§ **EXERCISE TASK A**
In the records, from the line containing "Retail shelf audit in progress. Identify where the snowy" through the end of the records, change "snowy slope" to "rocky ridge" and reproduce that stretch with no other alteration.

§ **TEXT BLOCK**
· · · ·

Above, stands the finished 11th Battalion of Engineers, marching behind Colonel von Denimpke. The unit arrived from Arizona at the end of February complete except for a musician, two company NCO's, and two company officers. But Jim Wright was kind enough to include enough extra sample figures of one kind or another in the weighty treausre trove of RSM figures he sent to me at the end of February. So, yours truly was able to make up unit numbers easily.
Since the Grand Duchess and I returned from Mexico a couple of weeks ago, I set about painting these extra few figures in the same style and uniform as Jim's two-dozen musketeer figures, bar the faces. And once everything was laid out on the table in the next room, the slightly different style in our painting became a minor detail that is hardly noticeable. The inclusion of this now full-strength painted unit in Stollen's order of battle certainly jump-started the Grand Duchy of Stollen collection. There is now one less unit to paint as I lurch toward "initial" completion of the project, slated for December 2010, which leaves some additional time for other parts of the project.
But as many of you will undoubtedly know, and I'm sure I've also read this somewhere in a certain well-known magazine edited by one H.H. living on the southern coast og the U.K., one is never really finished, right?
Since Summer 2006, when I began work on the Grand Duchy of Stollen collection in earnest, I've had a huge amount of fun. That almost seems like an understatement actually. Suffice to say, it almost seems like there should be a law against the level of fun that I've had in the last 2.5 years, what with all of the daydreaming, reading, painting, modeling, gaming, and correspondence with various like-minded souls around the globe. What began as a small diversionary project has by now assumed rather more importance in my wargaming ethos. To the point that the (imaginary) mid-18th Century is something on which I will continue to focus even after the GDofS project reaches its initial target at the end of next year. And with all of those great photographs of Charles Grant's and Phil Olley's collections and games in The War Game Companion, how could I possibly stop with the relatively small Sittangbad OOB that I initially set out to, more or less, duplicate?

· · · ·

§ **PROVIDED RECORDS**
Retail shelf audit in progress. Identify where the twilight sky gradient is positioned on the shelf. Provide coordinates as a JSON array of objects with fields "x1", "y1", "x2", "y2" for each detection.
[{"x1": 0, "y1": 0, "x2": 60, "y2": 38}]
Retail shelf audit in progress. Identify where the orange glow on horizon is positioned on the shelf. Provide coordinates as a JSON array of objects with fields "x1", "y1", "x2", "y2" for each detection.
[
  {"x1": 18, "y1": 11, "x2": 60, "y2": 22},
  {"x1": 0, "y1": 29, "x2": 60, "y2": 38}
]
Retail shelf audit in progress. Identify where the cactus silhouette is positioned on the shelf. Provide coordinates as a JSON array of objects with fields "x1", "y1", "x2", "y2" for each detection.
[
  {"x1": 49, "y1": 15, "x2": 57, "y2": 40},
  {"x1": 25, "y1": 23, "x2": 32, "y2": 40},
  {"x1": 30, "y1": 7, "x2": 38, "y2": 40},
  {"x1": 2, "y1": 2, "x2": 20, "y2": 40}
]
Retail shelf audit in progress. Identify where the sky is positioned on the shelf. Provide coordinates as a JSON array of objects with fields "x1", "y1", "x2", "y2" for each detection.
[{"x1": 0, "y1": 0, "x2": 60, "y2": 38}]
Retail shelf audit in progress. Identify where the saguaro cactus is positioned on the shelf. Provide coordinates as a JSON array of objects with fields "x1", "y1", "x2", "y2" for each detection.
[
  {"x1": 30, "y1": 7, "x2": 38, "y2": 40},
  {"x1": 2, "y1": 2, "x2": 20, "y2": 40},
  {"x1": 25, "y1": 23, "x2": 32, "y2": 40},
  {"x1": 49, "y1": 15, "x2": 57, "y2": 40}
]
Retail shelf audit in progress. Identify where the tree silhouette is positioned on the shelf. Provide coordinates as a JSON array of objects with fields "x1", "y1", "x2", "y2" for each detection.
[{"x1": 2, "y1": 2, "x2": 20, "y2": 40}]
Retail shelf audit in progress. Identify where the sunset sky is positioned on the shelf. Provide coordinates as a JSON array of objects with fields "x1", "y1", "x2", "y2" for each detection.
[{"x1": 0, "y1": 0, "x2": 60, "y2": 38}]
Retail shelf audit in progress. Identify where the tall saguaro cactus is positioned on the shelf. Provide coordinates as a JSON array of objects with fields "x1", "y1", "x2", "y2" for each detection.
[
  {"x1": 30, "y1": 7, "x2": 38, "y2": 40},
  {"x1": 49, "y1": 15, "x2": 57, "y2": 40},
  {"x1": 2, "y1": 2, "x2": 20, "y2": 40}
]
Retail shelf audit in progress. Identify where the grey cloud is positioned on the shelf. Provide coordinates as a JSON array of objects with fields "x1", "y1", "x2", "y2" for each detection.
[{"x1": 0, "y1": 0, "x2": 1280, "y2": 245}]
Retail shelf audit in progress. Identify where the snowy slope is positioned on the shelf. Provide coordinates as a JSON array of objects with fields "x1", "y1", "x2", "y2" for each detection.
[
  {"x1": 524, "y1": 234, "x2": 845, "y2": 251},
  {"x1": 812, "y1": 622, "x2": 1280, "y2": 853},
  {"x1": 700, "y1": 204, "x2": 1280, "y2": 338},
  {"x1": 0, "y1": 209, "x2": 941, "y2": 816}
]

· · · ·

§ **EXERCISE TASK B**
List every activity that the post on the 11th Battalion of Engineers names as part of the fun of the last 2.5 years.

§ **CORRECT RESPONSE A**
Retail shelf audit in progress. Identify where the rocky ridge is positioned on the shelf. Provide coordinates as a JSON array of objects with fields "x1", "y1", "x2", "y2" for each detection.
[
  {"x1": 524, "y1": 234, "x2": 845, "y2": 251},
  {"x1": 812, "y1": 622, "x2": 1280, "y2": 853},
  {"x1": 700, "y1": 204, "x2": 1280, "y2": 338},
  {"x1": 0, "y1": 209, "x2": 941, "y2": 816}
]

§ **CORRECT RESPONSE B**
- Daydreaming
- Reading
- Painting
- Modeling
- Gaming
- Correspondence with various like-minded souls around the globe